:: Text passage

I have no idea what second anon is referring to and I feel like I post my ugly mug on this blog way too much already but yeah okay here’s both in one shot

short sleeved shirts aren’t really my thing but they can come in handy (and I can still wear a tie if I want to :P)

Well, black and white is my absolute favourite colour combination, but the real reason is because I love Alice in Wonderland.
No I do not mean the Disney film, or the other one, or the Jan Svankmajer one or that other one with Martin Short as the hatter which is awesome and not enough people have seen or ANY of those. I mean the books. I love the books. I really really love the books and the language and illustrations and gosh, just the IDEAS in those stories. They were a huge part of my life as a child and they continue to inspire and affect me today, both as a person and as a story writer.
So, yes, that’s why. I also like Madness and a lot of Scar music too, and obviously I’m a sucker for the 1960’s and Op Art, so having those associations as a bonus is pretty neat.
Ironically I’ve never played checkers. I can play chess though (badly).

1) I have no idea. One day, you just find people are talking about ‘your style’, and you sit there and say you don’t have one and look confused. I have no real idea of how or when it happened to me, and I would say even now that I have several different styles. Also, the idea of 'sticking with a style’ once you’ve found it can actually be dangerous. Even if people like something, you mustn’t feel like you’re restricted to it- it will stagnate, and you will as well. My SKIP design method resulted from pushing the lines to their extreme, stretching and pulling and pushing everything as far as I could, to the point that it was uncomfortable, but only when I had gone that far could I see where it felt right and pull it back. If you don’t push something to the extreme, you’ll never know how far you could have gone.
Evolution and art go hand in hand; if you stop trying to change, to push yourself and improve, then you’ll go extinct. Change can scare people, and they might not like it; you might explore new methods and tricks that simply don’t work for you, but mistakes are the best way to learn. Some of my best pictures have resulted from mistakes- I remember during foundation year, when I was doing some very precise work with a dip pen, I sneezed and my ink spattered across the page. I almost cried, but then I saw it sort of looked like a cat freaking out. I finished it off as the cat, and started over again for the actual piece. Both were far better than the original would have ever been, and the cat was by far my favourite of the two. I still have it at home somewhere.

::::
:: Given material

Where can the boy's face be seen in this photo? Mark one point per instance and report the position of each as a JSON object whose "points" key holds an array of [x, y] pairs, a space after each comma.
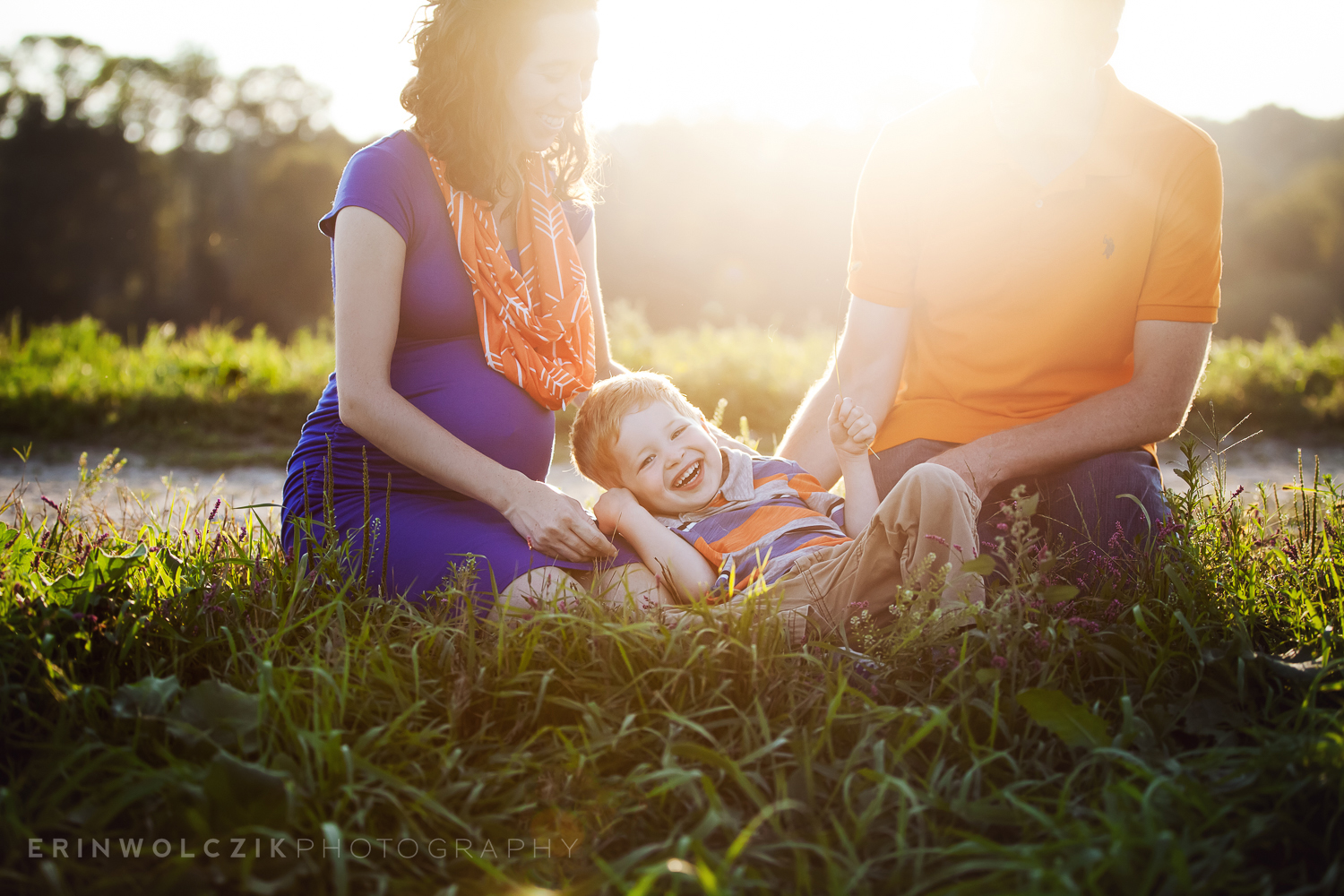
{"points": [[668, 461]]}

::::

Work instructions –
**1)** Retype everything in the art blog post from "short sleeved shirts" down to "Alice in Wonderland.", word for word.
**2)** Pick up the art blog post after its final sentence and keep writing it.

Solved tasks –
**1)**
short sleeved shirts aren’t really my thing but they can come in handy (and I can still wear a tie if I want to :P)

Well, black and white is my absolute favourite colour combination, but the real reason is because I love Alice in Wonderland.

**2)**
2) When I draw feeling I draw movement, and when I draw movement I draw feeling. Animators have to be constantly aware of what happened before and after the split moment in time that they are drawing- why is the cloth moving that way, how are they going to land on that foot, what vowel are they saying with their lips, how are they saying it, why? Why is the biggest question to ask when you are drawing something. You are drawing someone who is shy- why are they shy? What sort of shy are they? Is it gangling and awkward, are they curling in on themselves away from the world, or do they simply not want others to know that they are afraid? In one of my acting classes I was told that the best way to portray an emotion in a scene is to try to be the exact opposite- someone who is scared will try to look brave, and as a result seem even more scared. As long as you know the motive of a character- what the character wants, and why they want it- you can do anything.
Motive drives everything, and that includes lines and shapes. With Hare, I wanted to express menacing resentment- in other words, his prerogative is to look mean, but the drive is bitterness. So, imagine what that emotion looks like, feels like, then think about how humans express it physically and combine the two. The result is everything is hooked over and slouching with the chin jutting right out in the front, like a moody teenager trying to make a point that he plain does not give a shit about posture or anything else. The shape is curling in and around itself with hooks and snarls- even though it still reads as aggressive, when you analyze it an abstract way, it is still defensive. He is creating a barrier against the world around him with his own construct.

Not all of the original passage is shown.